■ Required task ■
Treat the line containing "Target = sign post" as the first line and the final line of the material below as the last; reproduce that range exactly.

--- Begin Entries supplied ---

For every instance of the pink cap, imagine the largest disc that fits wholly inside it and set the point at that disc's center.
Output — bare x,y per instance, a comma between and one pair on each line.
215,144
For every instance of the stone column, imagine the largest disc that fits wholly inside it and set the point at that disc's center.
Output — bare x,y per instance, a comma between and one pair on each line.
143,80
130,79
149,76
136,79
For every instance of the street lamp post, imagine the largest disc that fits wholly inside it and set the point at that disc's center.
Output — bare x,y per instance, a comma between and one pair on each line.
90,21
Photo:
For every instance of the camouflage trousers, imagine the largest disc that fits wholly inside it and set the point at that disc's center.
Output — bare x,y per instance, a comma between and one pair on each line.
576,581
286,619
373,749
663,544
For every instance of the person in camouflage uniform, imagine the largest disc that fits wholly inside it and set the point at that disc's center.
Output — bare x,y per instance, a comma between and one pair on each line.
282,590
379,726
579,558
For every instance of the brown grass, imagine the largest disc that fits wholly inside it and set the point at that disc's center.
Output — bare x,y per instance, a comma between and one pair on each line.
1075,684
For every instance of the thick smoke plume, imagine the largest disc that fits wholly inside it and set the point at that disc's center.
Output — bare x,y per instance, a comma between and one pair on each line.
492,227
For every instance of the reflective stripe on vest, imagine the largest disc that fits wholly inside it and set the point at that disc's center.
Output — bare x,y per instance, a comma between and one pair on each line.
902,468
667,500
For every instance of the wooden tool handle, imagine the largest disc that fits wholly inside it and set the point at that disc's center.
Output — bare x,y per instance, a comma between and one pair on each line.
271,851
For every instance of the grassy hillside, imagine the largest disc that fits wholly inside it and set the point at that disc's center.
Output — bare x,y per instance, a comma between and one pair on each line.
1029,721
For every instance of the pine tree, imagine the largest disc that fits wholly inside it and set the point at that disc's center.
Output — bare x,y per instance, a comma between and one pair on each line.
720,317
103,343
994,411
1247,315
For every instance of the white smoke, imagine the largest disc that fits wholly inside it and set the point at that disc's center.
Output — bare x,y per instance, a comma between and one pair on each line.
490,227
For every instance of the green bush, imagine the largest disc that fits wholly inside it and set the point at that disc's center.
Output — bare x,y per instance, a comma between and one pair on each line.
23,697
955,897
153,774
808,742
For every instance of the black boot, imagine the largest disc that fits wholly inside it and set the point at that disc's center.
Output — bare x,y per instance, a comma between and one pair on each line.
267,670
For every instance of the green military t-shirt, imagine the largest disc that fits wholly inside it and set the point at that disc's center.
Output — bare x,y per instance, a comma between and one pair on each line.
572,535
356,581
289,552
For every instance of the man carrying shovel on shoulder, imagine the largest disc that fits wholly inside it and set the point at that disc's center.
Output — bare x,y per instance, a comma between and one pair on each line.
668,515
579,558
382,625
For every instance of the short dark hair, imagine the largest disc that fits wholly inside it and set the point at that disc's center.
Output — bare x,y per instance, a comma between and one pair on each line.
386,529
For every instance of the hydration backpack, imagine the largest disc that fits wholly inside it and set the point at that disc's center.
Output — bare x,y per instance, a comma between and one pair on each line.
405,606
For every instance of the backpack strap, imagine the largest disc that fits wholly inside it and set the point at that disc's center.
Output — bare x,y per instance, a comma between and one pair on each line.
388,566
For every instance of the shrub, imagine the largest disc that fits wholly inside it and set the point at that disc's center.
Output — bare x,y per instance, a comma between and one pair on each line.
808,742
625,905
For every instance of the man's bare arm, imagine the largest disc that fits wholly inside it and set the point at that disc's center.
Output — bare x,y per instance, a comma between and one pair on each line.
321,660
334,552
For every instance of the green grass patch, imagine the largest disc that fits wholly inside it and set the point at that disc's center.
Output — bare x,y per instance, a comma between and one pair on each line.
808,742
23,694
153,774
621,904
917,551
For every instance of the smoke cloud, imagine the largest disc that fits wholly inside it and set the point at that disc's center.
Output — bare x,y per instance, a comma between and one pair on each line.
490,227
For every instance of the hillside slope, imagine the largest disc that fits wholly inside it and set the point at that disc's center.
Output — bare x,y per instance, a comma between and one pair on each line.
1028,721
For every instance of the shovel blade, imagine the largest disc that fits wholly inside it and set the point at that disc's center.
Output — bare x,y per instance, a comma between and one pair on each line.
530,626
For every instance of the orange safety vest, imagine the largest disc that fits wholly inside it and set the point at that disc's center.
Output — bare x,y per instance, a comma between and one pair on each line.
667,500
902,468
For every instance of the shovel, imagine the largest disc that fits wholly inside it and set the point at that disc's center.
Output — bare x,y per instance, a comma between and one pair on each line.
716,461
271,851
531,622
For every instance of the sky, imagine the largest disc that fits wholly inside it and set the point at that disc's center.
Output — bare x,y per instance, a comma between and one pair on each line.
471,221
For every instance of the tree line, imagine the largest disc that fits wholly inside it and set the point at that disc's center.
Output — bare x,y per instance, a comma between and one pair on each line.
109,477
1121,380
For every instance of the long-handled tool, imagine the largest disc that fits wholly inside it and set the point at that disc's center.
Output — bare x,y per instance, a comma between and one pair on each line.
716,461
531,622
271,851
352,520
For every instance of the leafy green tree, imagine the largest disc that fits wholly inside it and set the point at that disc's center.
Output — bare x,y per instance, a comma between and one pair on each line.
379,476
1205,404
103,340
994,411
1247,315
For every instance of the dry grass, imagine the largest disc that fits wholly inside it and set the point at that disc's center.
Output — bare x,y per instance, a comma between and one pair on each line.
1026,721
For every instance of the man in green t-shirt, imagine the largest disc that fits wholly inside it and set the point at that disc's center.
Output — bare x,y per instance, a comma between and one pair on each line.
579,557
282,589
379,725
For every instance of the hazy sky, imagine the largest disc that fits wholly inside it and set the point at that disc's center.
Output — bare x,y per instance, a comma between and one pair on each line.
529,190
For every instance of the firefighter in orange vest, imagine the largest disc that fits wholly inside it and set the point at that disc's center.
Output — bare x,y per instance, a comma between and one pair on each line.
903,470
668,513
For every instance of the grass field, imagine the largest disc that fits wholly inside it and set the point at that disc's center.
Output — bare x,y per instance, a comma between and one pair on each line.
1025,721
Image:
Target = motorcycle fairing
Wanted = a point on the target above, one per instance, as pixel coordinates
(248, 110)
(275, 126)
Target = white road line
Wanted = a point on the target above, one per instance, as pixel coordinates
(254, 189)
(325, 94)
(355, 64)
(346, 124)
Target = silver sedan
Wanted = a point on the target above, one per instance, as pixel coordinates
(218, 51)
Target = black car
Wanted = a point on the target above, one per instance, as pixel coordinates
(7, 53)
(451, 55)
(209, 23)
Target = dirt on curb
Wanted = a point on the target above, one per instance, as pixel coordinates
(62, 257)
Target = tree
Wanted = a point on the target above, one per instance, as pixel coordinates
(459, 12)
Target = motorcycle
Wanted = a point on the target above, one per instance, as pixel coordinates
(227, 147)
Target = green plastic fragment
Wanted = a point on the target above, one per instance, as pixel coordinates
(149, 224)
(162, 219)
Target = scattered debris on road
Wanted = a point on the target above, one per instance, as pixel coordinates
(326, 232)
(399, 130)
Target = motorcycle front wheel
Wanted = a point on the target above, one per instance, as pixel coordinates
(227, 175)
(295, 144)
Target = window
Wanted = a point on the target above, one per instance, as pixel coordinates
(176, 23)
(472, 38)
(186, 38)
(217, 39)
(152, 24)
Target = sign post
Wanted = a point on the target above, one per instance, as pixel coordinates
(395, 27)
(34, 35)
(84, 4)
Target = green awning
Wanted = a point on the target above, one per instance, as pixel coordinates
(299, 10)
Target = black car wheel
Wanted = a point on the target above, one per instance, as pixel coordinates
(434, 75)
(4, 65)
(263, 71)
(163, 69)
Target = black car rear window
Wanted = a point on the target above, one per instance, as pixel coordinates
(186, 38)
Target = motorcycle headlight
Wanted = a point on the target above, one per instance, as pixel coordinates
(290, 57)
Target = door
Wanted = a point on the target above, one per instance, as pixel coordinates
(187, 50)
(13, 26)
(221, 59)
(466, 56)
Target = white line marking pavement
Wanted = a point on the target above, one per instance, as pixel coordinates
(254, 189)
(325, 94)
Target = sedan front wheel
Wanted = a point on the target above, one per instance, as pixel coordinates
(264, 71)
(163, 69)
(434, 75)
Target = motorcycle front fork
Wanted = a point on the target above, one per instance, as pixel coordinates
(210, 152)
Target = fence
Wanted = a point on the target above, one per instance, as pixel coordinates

--- End Entries supplied ---

■ Complete response ■
Target = sign post
Wanted = a point on the target above, one per instance, as pixel coordinates
(395, 27)
(34, 35)
(84, 4)
Target = green awning
Wanted = a point on the target above, one per instance, as pixel coordinates
(299, 10)
Target = black car wheel
Wanted = a point on the target above, one per instance, as pixel coordinates
(434, 75)
(4, 65)
(263, 71)
(163, 69)
Target = black car rear window
Wanted = a point on the target above, one per instance, as pixel coordinates
(186, 38)
Target = motorcycle headlight
Wanted = a point on the target above, one per instance, as pixel coordinates
(290, 57)
Target = door
Wanted = a point on the target above, one per instance, as pixel coordinates
(187, 50)
(13, 26)
(221, 59)
(466, 56)
Target = white line marking pavement
Wanted = a point on the target above, one per instance, as pixel coordinates
(254, 189)
(325, 94)
Target = sedan front wheel
Wanted = a point on the target above, one per instance, as pixel coordinates
(264, 71)
(163, 69)
(434, 75)
Target = motorcycle front fork
Wanted = a point on the target above, one per instance, as pixel coordinates
(210, 152)
Target = fence
Wanted = a point on the target above, one per instance, as pixel coordinates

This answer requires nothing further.